▶ **TAREFAS A REALIZAR**
A. Segundo o texto «Crime sem castigo», em que dia da semana ocorriam sobretudo as fugas pela janela?
B. Reproduza textualmente o trecho do texto «Crime sem castigo» situado entre "As regras em" e "pelos demais condóminos.", inclusive.

▶ **TEXTO APRESENTADO**
CRIME SEM CASTIGO

Muitas flores para a Dona Zefa, a “porteira alcoviteira”.

Na terra do mar, vivíamos numa espécie de condomínio fechado, não sei se na altura já existia o conceito. Para aceder havia duas entradas, a da traseira, caso quiséssemos apanhar o autocarro, a principal que dava acesso à praia. Era dividido por dois pátios. No inferior, uma família ocupava um casarão de dois andares. Subiam-se umas escadas, do lado esquerdo ficava a casa da porteira e em frente a nossa casa, o piso inferior de mais dois andares, cujos proprietários só usavam nas férias.

As regras em casa eram muito rigorosas. Nada de saídas, horários rígidos para as refeições, para levantar e deitar. A sorte é que podíamos respirar. Contestar ou reivindicar, estava fora de questão, vestir preto integral também. A palavra de ordem era estudar. O boletim das notas e das faltas escolares, iam para casa. Uma tragédia. As cartas dos namorados também. Outra tragédia. Eram confiscadas, mas não impediam o castigo, apesar de nem sabermos o remetente, nem o conteúdo.

A porta da casa da porteira, tinha um postigo de vidro. Tinha uma cortina que mantinha permanentemente uma nesga aberta, para ela cuscar quem acedia ao portão da traseira (o tal do autocarro). Era ela quem recebia a correspondência e distribuía pelos demais condóminos.

Eu tinha o hábito de “fugir” pela janela, principalmente às sextas-feiras. O regresso a casa era sempre de uma ansiedade enorme, será que deram pela minha falta, será que coincidirá a minha entrada com a saída de alguém. Imaginava sempre um pelotão armado, pronto a disparar, caso fosse apanhada. E um dia fui. Sapatos na mão, respiração em suspenso, a empurrar a janela devagarinho, quando ouço um restolhar mais abafado que o barulho que eventualmente eu pudesse fazer. Em pânico, olho em direção ao barulho e vejo a porteira, quase estátua, como se também ela não quisesse estar ali. Leva o indicador ao nariz, em sinal de silencio, e agita freneticamente a mão livre, como se dissesse vai, vai…, e eu fui.

▶ **BLOCO DE DADOS**
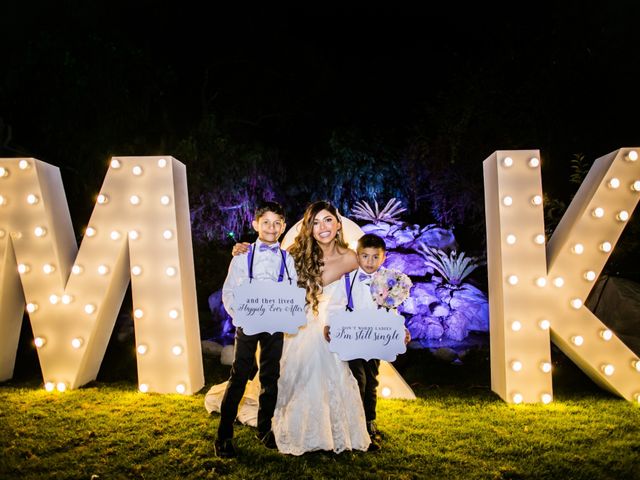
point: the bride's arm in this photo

▶ **RESPOSTAS ÀS TAREFAS**
A. Principalmente às sextas-feiras.

B.
As regras em casa eram muito rigorosas. Nada de saídas, horários rígidos para as refeições, para levantar e deitar. A sorte é que podíamos respirar. Contestar ou reivindicar, estava fora de questão, vestir preto integral também. A palavra de ordem era estudar. O boletim das notas e das faltas escolares, iam para casa. Uma tragédia. As cartas dos namorados também. Outra tragédia. Eram confiscadas, mas não impediam o castigo, apesar de nem sabermos o remetente, nem o conteúdo.

A porta da casa da porteira, tinha um postigo de vidro. Tinha uma cortina que mantinha permanentemente uma nesga aberta, para ela cuscar quem acedia ao portão da traseira (o tal do autocarro). Era ela quem recebia a correspondência e distribuía pelos demais condóminos.